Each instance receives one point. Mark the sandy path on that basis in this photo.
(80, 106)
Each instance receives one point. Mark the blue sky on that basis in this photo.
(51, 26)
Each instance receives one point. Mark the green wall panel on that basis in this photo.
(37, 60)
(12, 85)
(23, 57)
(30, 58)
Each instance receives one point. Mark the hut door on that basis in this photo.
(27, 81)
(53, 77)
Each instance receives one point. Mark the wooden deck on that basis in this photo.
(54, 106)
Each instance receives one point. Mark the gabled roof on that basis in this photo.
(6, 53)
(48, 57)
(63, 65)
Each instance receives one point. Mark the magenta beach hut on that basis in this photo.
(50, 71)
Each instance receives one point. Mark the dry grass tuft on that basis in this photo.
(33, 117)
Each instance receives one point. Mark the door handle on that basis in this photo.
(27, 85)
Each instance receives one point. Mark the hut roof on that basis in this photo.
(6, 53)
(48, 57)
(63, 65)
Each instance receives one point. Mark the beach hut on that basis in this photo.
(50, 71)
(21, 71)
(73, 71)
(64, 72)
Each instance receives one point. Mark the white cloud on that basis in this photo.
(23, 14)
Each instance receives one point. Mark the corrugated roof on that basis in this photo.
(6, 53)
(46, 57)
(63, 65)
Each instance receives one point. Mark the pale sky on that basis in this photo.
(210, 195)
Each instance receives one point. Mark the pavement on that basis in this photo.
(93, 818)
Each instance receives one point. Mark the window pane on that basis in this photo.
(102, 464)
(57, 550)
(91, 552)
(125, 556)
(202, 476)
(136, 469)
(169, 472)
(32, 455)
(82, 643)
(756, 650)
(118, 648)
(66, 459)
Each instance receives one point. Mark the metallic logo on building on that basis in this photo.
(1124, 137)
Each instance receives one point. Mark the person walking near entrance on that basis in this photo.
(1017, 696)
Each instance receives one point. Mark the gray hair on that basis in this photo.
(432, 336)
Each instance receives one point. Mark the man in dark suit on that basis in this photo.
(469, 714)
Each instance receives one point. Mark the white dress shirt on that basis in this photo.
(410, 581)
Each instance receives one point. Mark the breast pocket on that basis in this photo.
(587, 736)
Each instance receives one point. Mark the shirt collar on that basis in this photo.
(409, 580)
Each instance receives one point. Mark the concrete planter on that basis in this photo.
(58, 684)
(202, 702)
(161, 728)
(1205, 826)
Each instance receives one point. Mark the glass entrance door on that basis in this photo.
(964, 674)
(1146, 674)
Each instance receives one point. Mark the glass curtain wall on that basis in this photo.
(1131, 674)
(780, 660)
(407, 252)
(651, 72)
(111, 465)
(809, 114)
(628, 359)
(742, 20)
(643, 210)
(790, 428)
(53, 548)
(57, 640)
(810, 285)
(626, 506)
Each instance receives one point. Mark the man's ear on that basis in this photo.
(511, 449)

▶ Task description
In full and without change, transcribe every line of the records above.

▶ Exercise result
Each instance receives one point. Mark the sandy path on that basis in this photo.
(80, 106)
Each instance receives one point. Mark the blue sky on that basis in this photo.
(51, 26)
Each instance receives one point. Mark the green wall panel on that basis in this photo.
(37, 60)
(12, 85)
(23, 57)
(30, 58)
Each instance receives one point. Mark the hut door on that basis in this photo.
(27, 81)
(53, 77)
Each instance receives one point. Mark the wooden deck on that basis in this photo.
(54, 106)
Each instance receives one point. Mark the gabled roof on that basis in this photo.
(6, 53)
(48, 57)
(63, 65)
Each instance receives one point. Mark the magenta beach hut on that basis in this photo.
(50, 71)
Each instance receives one point. Mark the dry grass tuft on that basis in this photo.
(33, 117)
Each instance receives one point. Mark the door handle on that basis in this photo.
(27, 85)
Each instance receives one point. Mark the hut roof on that basis in this photo.
(6, 53)
(48, 57)
(63, 65)
Each instance receives one point. Mark the beach hut on that basis in this photo.
(50, 71)
(21, 71)
(73, 71)
(64, 72)
Each instance receives one point. Mark the white cloud on that basis in this photo.
(23, 14)
Each instance receives one point. Mark the corrugated roof on that basis in this photo.
(6, 53)
(46, 57)
(63, 65)
Each instance receives one point. Mark the pale sky on that basis in this photo.
(210, 195)
Each instance receives one point. Mark the pavement on that basis in this photo.
(93, 818)
Each instance receives one point. Mark the window pane on that basis in this photo.
(102, 464)
(57, 550)
(91, 552)
(125, 556)
(202, 476)
(136, 469)
(169, 472)
(32, 455)
(82, 643)
(756, 650)
(118, 648)
(66, 459)
Each instance receives one point. Mark the metallic logo on building on that basis in this photo.
(1124, 137)
Each instance receives one point. Mark the person walking near entrance on that basis in this photo.
(1017, 696)
Each instance receives one point. Mark the gray hair on that basis in this photo.
(432, 336)
Each instance receives one point. Mark the man in dark suit on that basis in this photo.
(469, 714)
Each instance receives one point. Mark the white dress shirt on that basis in this photo.
(410, 581)
Each instance receives one point. Mark the breast pocket on that basis in this photo.
(587, 736)
Each instance receives one point. Mark the shirt collar on that basis in this photo.
(409, 580)
Each instance receives one point. Mark the concrete planter on that basis in this photo.
(58, 684)
(202, 702)
(161, 728)
(1205, 826)
Each instance receives one point. Mark the glass entrance door on that basis in this photo.
(964, 674)
(1146, 674)
Each instance receives one point. Mark the glass curtain wall on that basis in this photo.
(1131, 674)
(780, 660)
(407, 252)
(651, 72)
(111, 465)
(809, 114)
(628, 359)
(742, 20)
(643, 210)
(790, 428)
(53, 548)
(57, 640)
(810, 285)
(626, 506)
Each instance receives one point. Mark the man's ear on that basis in this photo.
(511, 449)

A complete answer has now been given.